Task objective
Please return, word for word and with nothing else, the lines of the entries below that begin with the line containing "As a warehouse robot's perception module, locate short" and run through the line containing "265, 71, 357, 143", both of those lines included.

Data excerpts

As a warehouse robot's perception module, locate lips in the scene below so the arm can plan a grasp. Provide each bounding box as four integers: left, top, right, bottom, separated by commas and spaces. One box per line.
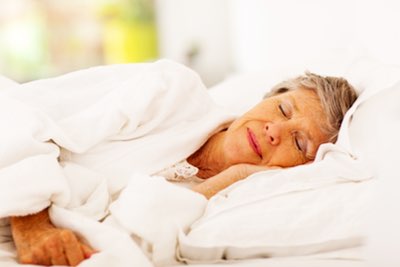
247, 128, 262, 158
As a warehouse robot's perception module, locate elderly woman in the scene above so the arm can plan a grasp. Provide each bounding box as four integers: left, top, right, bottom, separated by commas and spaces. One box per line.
10, 59, 356, 265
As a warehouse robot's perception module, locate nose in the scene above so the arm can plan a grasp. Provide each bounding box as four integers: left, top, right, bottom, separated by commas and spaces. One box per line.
265, 122, 282, 146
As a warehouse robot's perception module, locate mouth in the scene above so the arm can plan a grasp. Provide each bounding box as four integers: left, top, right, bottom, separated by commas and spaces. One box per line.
247, 128, 262, 159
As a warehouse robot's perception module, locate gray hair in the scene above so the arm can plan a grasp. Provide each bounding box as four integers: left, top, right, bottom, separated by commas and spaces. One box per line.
264, 71, 357, 143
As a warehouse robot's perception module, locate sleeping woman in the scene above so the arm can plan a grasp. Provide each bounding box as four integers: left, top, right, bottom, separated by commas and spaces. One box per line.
10, 60, 356, 266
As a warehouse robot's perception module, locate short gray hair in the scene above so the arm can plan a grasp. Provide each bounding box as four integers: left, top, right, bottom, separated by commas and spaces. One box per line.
265, 71, 357, 143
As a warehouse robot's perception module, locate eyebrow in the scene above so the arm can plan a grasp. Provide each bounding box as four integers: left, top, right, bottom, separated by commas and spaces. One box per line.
286, 95, 299, 112
286, 95, 315, 160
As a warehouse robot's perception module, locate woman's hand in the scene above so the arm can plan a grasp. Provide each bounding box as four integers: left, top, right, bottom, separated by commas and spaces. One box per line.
192, 164, 278, 199
11, 209, 94, 266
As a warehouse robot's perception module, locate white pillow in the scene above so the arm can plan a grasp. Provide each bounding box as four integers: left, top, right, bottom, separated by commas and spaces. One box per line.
209, 73, 279, 115
179, 58, 400, 262
0, 75, 18, 90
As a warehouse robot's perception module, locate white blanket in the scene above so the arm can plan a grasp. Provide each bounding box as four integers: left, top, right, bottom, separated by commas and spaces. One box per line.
0, 61, 382, 267
0, 61, 232, 266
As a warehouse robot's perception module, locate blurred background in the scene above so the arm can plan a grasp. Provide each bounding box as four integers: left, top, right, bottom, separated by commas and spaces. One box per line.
0, 0, 230, 84
0, 0, 400, 86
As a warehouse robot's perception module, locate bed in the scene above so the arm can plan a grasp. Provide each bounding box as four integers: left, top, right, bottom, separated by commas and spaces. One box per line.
0, 58, 400, 267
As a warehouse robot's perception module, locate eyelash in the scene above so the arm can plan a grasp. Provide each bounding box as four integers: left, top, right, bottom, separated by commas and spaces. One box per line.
294, 136, 303, 152
279, 104, 288, 118
278, 104, 303, 152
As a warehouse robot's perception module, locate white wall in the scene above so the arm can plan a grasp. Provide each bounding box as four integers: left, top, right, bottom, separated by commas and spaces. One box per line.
231, 0, 400, 76
156, 0, 231, 85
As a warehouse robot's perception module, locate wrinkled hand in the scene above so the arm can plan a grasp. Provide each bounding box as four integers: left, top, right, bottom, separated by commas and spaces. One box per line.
11, 210, 94, 266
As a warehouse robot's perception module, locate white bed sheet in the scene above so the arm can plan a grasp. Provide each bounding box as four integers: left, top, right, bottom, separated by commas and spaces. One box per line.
0, 57, 395, 267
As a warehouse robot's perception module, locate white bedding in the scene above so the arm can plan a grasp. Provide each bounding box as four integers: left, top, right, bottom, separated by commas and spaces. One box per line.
0, 57, 400, 267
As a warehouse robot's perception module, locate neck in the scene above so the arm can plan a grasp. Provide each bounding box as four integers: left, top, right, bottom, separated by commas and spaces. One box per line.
187, 131, 226, 179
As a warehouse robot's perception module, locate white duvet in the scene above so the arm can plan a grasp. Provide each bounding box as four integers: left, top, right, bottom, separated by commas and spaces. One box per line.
0, 61, 388, 267
0, 61, 232, 266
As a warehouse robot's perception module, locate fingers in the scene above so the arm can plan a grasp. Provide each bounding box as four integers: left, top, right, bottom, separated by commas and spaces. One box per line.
18, 229, 95, 266
46, 238, 68, 265
81, 244, 96, 259
60, 230, 85, 266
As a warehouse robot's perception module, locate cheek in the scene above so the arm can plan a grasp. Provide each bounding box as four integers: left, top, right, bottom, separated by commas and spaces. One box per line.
267, 146, 305, 167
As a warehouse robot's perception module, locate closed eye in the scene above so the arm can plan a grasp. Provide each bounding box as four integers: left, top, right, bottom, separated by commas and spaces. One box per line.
294, 137, 304, 152
279, 104, 288, 118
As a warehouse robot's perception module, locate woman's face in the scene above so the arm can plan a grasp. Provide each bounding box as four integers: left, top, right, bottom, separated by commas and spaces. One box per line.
223, 88, 328, 167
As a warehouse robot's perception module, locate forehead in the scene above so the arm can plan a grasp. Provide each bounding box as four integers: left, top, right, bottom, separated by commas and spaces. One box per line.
276, 88, 328, 153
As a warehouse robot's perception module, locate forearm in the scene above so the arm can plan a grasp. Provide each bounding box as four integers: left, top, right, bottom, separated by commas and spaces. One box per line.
10, 209, 54, 255
192, 166, 247, 199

Answer for the task
As a warehouse robot's perception module, locate short gray hair in the scene above so the arm can plan a grasp. Provide each bounding box as four integers: left, top, right, bottom, separated by commas and spaces. One box per line.
265, 71, 357, 143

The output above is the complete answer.